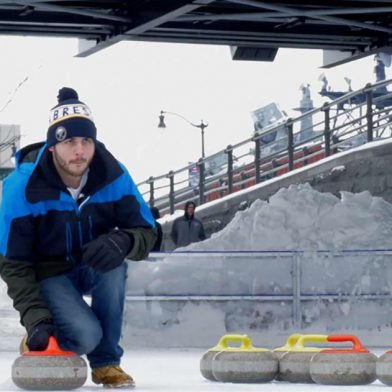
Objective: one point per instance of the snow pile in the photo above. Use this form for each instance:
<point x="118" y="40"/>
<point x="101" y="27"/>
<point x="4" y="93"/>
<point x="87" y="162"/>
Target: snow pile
<point x="300" y="217"/>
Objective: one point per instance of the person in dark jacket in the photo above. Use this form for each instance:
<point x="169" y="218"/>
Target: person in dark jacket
<point x="70" y="215"/>
<point x="187" y="229"/>
<point x="155" y="213"/>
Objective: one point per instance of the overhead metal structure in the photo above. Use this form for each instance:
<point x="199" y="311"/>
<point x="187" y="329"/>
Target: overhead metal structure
<point x="254" y="29"/>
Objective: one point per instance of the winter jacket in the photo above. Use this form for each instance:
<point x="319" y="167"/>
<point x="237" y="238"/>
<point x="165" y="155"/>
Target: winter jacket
<point x="43" y="229"/>
<point x="186" y="230"/>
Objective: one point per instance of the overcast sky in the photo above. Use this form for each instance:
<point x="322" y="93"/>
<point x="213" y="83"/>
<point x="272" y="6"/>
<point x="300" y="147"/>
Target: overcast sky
<point x="128" y="84"/>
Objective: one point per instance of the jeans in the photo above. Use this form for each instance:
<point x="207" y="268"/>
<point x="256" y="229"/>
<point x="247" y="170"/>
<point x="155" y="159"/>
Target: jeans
<point x="93" y="330"/>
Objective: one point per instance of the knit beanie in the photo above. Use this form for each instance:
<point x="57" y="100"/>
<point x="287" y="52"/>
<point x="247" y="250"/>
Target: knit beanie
<point x="69" y="118"/>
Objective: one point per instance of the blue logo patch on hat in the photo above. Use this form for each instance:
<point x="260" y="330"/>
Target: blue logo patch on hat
<point x="61" y="134"/>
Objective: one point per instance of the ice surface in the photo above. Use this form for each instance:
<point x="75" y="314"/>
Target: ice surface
<point x="178" y="370"/>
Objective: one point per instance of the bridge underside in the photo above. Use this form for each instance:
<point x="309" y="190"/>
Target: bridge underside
<point x="254" y="29"/>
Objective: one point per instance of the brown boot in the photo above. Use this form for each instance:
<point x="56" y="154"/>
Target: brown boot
<point x="23" y="347"/>
<point x="112" y="377"/>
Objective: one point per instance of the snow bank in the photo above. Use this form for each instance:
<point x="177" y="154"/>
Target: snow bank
<point x="300" y="217"/>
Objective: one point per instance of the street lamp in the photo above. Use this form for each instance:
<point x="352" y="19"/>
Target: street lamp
<point x="202" y="126"/>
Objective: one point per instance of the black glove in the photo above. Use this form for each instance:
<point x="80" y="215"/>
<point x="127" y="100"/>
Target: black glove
<point x="108" y="251"/>
<point x="38" y="336"/>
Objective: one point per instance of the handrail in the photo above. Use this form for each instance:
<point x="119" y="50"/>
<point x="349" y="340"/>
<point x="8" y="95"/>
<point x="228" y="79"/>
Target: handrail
<point x="360" y="112"/>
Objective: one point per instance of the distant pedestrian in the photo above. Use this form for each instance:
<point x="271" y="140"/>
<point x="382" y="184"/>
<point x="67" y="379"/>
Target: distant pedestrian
<point x="187" y="229"/>
<point x="158" y="242"/>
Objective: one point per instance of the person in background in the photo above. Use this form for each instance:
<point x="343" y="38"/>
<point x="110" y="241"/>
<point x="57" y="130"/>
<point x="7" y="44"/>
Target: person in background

INSTRUCTIONS TO FOLLOW -
Copy out every one of the entries above word for word, leaving out the pictures.

ANSWER TO THIS EXERCISE -
Objective: one point per instance of the snow pile in the photo above. Use this form for each instance:
<point x="118" y="40"/>
<point x="101" y="27"/>
<point x="4" y="93"/>
<point x="87" y="162"/>
Target: snow pile
<point x="300" y="217"/>
Objective: one point per instance of the person in dark jacket in the photo above. Use this form for each instance:
<point x="169" y="218"/>
Target: person in dark jacket
<point x="70" y="215"/>
<point x="187" y="229"/>
<point x="155" y="213"/>
Objective: one point per instance of the overhead metal structure in the photo above. Use this form for each instance:
<point x="199" y="311"/>
<point x="187" y="329"/>
Target: overhead metal structure
<point x="254" y="29"/>
Objective: one point per instance of the winter jacket in the photo above. Use this form for each instance:
<point x="319" y="167"/>
<point x="237" y="238"/>
<point x="165" y="155"/>
Target: winter jacket
<point x="43" y="229"/>
<point x="186" y="230"/>
Objective: one point per instance of the overcast sky in the photo above. Use this form for each instance:
<point x="322" y="93"/>
<point x="213" y="83"/>
<point x="272" y="6"/>
<point x="300" y="147"/>
Target: overcast sky
<point x="128" y="84"/>
Objective: one point per instance of the jeans in the photo above. Use this form for each instance:
<point x="207" y="268"/>
<point x="256" y="229"/>
<point x="247" y="170"/>
<point x="155" y="159"/>
Target: jeans
<point x="93" y="330"/>
Objective: one point per instance of the knit beanie in the photo above. Use this form for each instance:
<point x="57" y="100"/>
<point x="287" y="52"/>
<point x="247" y="250"/>
Target: knit beanie
<point x="69" y="118"/>
Objective: one point per instance of the blue logo patch on hat in the photo above. Use this form for each instance:
<point x="260" y="330"/>
Target: blue logo patch on hat
<point x="61" y="134"/>
Objective: one point per instance of the ice surface in the photo above. Use this form for each instance:
<point x="75" y="314"/>
Target: ice surface
<point x="178" y="370"/>
Objective: one point per instance of the bridge underside in the photo above. Use this form for each instance:
<point x="309" y="190"/>
Target: bridge underside
<point x="254" y="29"/>
Objective: one point per instance of the brown boot in the photo above. Use this form for each instance:
<point x="56" y="154"/>
Target: brown boot
<point x="23" y="347"/>
<point x="112" y="377"/>
Objective: one point per instance of the snow bank in the photo above. Use this form for each instance:
<point x="177" y="154"/>
Target: snow bank
<point x="300" y="217"/>
Objective: one point per instance of the street lamp in the photo above. Use this form for each instance:
<point x="352" y="19"/>
Target: street lamp
<point x="202" y="126"/>
Objective: one point per instance of the black glove in the photo above. Use this form for each instance:
<point x="80" y="215"/>
<point x="127" y="100"/>
Target: black glove
<point x="108" y="251"/>
<point x="38" y="336"/>
Objective: one point per instance of the handrail in the photo above. Use this form for each instance:
<point x="119" y="50"/>
<point x="349" y="340"/>
<point x="8" y="95"/>
<point x="228" y="79"/>
Target: handrail
<point x="360" y="112"/>
Objective: one point per instance of the distant pedestrian in the photo above. Use this form for each instance:
<point x="271" y="140"/>
<point x="382" y="184"/>
<point x="67" y="379"/>
Target: distant pedestrian
<point x="187" y="229"/>
<point x="158" y="242"/>
Objective: one point per instance of the person in background in the photo above. Use this form for each instance:
<point x="343" y="38"/>
<point x="110" y="241"/>
<point x="57" y="130"/>
<point x="7" y="44"/>
Target: person in background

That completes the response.